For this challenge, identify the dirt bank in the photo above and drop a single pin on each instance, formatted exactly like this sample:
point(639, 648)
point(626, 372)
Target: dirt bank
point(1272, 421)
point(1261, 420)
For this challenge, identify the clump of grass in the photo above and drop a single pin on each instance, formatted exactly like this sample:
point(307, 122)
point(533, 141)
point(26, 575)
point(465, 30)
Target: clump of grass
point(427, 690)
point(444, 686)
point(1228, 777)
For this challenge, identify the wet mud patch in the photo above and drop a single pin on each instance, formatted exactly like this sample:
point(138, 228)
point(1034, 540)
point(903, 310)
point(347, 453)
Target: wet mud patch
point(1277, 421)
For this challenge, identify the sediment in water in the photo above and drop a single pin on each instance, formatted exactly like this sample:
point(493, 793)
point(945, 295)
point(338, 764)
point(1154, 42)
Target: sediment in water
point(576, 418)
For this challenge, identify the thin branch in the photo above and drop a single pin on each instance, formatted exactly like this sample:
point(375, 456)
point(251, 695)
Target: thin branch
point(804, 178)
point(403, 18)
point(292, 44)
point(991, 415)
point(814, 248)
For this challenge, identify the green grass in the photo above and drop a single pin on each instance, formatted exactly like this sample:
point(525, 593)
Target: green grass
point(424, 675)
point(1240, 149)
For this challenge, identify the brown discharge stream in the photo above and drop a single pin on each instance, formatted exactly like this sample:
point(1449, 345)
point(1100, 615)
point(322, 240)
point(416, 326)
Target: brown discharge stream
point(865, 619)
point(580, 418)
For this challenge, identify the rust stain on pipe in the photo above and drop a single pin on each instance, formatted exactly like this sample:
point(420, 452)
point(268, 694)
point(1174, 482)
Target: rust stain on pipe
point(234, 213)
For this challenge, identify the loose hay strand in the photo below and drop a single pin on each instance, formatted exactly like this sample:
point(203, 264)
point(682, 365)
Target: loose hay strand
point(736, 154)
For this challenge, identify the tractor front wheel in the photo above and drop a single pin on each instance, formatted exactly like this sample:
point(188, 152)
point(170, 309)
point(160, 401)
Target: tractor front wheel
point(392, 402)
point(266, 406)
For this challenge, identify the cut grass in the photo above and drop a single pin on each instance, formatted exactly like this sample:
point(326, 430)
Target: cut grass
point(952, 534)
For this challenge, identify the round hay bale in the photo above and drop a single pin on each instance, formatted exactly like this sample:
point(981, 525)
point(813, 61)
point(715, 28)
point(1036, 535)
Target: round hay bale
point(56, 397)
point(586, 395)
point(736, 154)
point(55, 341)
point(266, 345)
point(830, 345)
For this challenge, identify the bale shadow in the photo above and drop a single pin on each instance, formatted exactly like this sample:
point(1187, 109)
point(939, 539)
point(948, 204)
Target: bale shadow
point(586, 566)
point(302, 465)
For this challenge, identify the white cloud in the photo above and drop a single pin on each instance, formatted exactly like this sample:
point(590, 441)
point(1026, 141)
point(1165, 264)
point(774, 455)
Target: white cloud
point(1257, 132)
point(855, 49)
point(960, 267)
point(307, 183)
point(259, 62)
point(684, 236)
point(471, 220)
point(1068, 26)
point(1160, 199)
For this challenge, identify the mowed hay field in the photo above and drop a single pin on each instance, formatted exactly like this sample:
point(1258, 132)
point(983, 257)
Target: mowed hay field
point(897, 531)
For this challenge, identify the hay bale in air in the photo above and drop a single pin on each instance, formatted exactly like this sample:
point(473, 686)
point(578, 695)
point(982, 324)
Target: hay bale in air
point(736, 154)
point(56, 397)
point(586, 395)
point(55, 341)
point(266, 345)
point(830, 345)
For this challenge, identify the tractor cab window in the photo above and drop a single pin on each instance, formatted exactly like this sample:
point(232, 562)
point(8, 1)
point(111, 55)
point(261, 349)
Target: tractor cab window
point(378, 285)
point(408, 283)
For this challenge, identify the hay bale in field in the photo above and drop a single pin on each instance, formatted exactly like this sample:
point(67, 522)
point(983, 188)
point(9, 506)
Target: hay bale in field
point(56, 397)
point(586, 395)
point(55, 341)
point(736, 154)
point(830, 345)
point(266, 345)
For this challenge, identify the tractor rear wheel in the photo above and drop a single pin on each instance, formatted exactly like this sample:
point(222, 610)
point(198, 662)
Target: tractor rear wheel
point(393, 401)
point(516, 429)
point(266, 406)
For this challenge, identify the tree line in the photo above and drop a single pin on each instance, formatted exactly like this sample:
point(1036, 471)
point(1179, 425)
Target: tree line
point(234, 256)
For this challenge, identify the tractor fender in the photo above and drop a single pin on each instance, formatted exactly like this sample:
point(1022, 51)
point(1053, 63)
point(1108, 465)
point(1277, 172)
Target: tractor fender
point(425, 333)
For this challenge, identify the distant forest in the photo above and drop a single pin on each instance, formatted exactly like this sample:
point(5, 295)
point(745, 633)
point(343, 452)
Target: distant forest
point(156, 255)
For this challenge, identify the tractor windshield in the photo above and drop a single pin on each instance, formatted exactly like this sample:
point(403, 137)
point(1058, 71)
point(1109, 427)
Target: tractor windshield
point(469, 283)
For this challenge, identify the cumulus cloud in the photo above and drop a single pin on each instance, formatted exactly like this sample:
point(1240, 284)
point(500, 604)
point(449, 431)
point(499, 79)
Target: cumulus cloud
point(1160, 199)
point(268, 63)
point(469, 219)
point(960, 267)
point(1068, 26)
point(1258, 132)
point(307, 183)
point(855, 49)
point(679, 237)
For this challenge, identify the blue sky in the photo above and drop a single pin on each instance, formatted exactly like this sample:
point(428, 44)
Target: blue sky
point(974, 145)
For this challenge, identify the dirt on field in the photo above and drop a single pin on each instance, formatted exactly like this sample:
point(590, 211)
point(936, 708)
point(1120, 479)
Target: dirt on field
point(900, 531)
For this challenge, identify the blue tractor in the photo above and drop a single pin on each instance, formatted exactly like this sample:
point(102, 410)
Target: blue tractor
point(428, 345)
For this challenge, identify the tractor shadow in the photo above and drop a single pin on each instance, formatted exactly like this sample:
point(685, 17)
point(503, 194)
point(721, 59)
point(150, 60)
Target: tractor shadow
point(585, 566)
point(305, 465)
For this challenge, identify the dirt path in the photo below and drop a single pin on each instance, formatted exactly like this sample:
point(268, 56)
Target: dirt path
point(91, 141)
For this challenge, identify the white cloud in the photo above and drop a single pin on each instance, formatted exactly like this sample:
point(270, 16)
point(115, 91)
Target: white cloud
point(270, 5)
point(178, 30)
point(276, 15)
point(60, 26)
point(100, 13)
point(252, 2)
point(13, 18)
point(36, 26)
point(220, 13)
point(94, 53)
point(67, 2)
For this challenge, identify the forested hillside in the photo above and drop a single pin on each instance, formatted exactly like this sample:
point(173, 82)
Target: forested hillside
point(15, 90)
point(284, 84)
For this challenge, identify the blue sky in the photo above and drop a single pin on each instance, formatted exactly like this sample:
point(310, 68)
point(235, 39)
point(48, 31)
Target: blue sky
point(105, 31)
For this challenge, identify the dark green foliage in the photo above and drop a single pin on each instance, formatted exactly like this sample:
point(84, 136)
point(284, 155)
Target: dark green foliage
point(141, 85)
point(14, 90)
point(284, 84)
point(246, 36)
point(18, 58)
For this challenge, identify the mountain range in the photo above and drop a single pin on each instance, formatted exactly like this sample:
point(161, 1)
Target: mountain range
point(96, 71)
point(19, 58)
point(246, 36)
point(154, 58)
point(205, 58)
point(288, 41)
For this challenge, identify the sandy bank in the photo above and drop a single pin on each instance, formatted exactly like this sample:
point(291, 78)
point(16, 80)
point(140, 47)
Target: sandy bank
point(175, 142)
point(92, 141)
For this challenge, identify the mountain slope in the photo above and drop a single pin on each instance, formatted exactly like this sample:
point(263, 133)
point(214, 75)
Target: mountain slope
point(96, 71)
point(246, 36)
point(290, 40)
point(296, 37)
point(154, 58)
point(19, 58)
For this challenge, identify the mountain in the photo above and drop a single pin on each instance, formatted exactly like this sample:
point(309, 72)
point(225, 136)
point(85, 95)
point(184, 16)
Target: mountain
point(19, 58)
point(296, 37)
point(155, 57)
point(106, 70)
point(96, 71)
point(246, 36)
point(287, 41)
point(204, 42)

WHAT THE TASK ASKS. From the first line of the listing above through the line that contains "point(1449, 345)", set down each line without alteration, and nothing else.

PROBLEM SOLUTION.
For this challenge, identify the dirt bank in the photo above and drop a single pin on each instance, formatted exactly like this sample:
point(639, 648)
point(626, 372)
Target: dirt bank
point(1272, 421)
point(1261, 420)
For this challenge, identify the clump of grass in the photo above and drop a single pin on each instance, formatted exactly like this sample:
point(307, 122)
point(533, 141)
point(26, 575)
point(465, 30)
Target: clump of grass
point(427, 690)
point(444, 686)
point(1228, 777)
For this challenge, identify the wet mud patch in the photo above and drop a single pin on each instance, formatted exactly like this sample:
point(138, 228)
point(1034, 540)
point(903, 310)
point(347, 453)
Target: wet mud patch
point(1277, 421)
For this challenge, identify the sediment in water in the photo above and drop a single pin on each instance, formatted exactly like this sample:
point(493, 793)
point(945, 295)
point(338, 764)
point(1154, 42)
Target: sediment in water
point(576, 418)
For this challenge, identify the thin branch in the photo above and drop a single pin on each instance, formatted exactly like this sample:
point(375, 456)
point(251, 695)
Target: thin branch
point(804, 178)
point(403, 18)
point(292, 44)
point(991, 415)
point(814, 248)
For this challenge, identify the green grass in the photo above and drop a single pin on each instance, formatted exactly like this sample:
point(525, 593)
Target: green grass
point(424, 675)
point(1240, 149)
For this challenge, identify the brown discharge stream in the photo above and drop a single pin on each instance, formatted exactly like this sample:
point(1449, 345)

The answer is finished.